— BEGIN Information supplied —

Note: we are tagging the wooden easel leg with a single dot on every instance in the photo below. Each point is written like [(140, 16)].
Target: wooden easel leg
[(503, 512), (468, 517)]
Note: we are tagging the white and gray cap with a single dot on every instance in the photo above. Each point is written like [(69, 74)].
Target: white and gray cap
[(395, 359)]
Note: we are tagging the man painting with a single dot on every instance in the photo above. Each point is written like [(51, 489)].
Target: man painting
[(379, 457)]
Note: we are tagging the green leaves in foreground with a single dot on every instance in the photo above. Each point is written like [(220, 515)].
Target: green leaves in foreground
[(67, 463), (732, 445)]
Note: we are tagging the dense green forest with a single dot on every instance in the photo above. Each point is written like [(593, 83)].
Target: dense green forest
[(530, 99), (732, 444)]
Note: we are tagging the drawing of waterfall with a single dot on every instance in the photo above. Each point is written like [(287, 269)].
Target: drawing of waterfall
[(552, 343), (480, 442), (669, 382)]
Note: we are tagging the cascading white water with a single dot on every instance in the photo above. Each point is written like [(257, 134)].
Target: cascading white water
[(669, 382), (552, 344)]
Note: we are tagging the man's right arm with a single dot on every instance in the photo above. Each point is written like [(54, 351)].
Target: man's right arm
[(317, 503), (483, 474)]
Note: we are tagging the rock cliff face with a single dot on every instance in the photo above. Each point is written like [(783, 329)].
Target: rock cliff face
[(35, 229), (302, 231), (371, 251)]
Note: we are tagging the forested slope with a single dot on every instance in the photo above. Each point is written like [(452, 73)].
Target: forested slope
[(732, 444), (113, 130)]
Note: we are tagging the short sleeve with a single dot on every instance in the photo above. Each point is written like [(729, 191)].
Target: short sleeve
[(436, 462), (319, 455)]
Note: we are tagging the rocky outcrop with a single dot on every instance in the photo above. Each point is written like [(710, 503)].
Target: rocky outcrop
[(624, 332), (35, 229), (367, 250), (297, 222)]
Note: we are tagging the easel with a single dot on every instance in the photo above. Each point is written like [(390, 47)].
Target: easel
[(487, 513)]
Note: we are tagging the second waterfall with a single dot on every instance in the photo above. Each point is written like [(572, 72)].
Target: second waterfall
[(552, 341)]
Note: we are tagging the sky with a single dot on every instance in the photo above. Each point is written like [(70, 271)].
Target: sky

— END Information supplied —

== Stated problem ==
Arrange every line of the listing above as a JSON list of strings, with one string per line and blank lines omitted.

== Task output ==
[
  "Note: we are tagging the wooden easel leg with a single dot on every instance in the photo below. Each point is written like [(140, 16)].",
  "Target: wooden easel leg",
  "[(503, 512), (468, 517)]",
  "Note: we are tagging the white and gray cap with a single dot on every instance in the photo above. Each point is written like [(69, 74)].",
  "Target: white and gray cap",
  "[(395, 359)]",
  "Note: we are tagging the man painting with a single dot on every instance in the photo above. Each point is written like [(51, 489)].",
  "Target: man painting",
  "[(379, 457)]",
  "Note: we are tagging the green leaves in foreground with a single dot on every instance in the photo above. Each point is written like [(220, 515)].",
  "Target: green leaves in foreground",
  "[(67, 463), (732, 445)]",
  "Note: we are tagging the dense green forest with a single dot on every instance in the photo above. Each point is written like [(593, 83)].",
  "Target: dense green forest",
  "[(530, 99), (732, 444)]",
  "Note: we are tagging the drawing of waterfall with a single dot on every instance in the photo above. Each point is written like [(287, 269)].",
  "Target: drawing of waterfall",
  "[(552, 343), (480, 442), (669, 382)]",
  "Note: we are tagging the cascading white water with a single dot on every instance in the photo above. Each point is written like [(257, 134)].",
  "Target: cascading white water",
  "[(669, 382), (552, 344)]",
  "Note: we are tagging the man's right arm with a single dot on every instance in the photo above. Each point is written like [(54, 351)].",
  "Target: man's right arm",
  "[(317, 503), (483, 474)]",
  "Note: we are tagging the rock cliff face with a single dot on every instance in the photo above. Each point is written like [(783, 329)].",
  "Target: rock cliff face",
  "[(35, 229), (302, 231), (371, 251)]",
  "Note: we are tagging the forested slope with a single dot on every instance in the photo above. Each point is written like [(452, 73)].",
  "Target: forested slope",
  "[(732, 444), (113, 130)]",
  "Note: we are tagging the short sleeve with a single dot on every instance in the photo above. Each point is written like [(729, 191)].",
  "Target: short sleeve",
  "[(436, 462), (319, 455)]",
  "Note: we are tagging the rocky outcrop with a single dot on every instance in the photo above. Each point is written like [(710, 503)].",
  "Target: rocky outcrop",
  "[(624, 332), (35, 229), (367, 250), (297, 222)]",
  "Note: we are tagging the easel with a single dot on every instance in the photo above. Each point is written like [(390, 47)].",
  "Target: easel",
  "[(487, 513)]",
  "Note: we are tagging the second waterfall with a single dot on every instance in the photo above. Each point is written like [(572, 72)].",
  "Target: second waterfall",
  "[(552, 341)]",
  "Note: we are tagging the sky with a single dot on every instance in the photo above. Each point is written like [(70, 271)].",
  "Target: sky"
]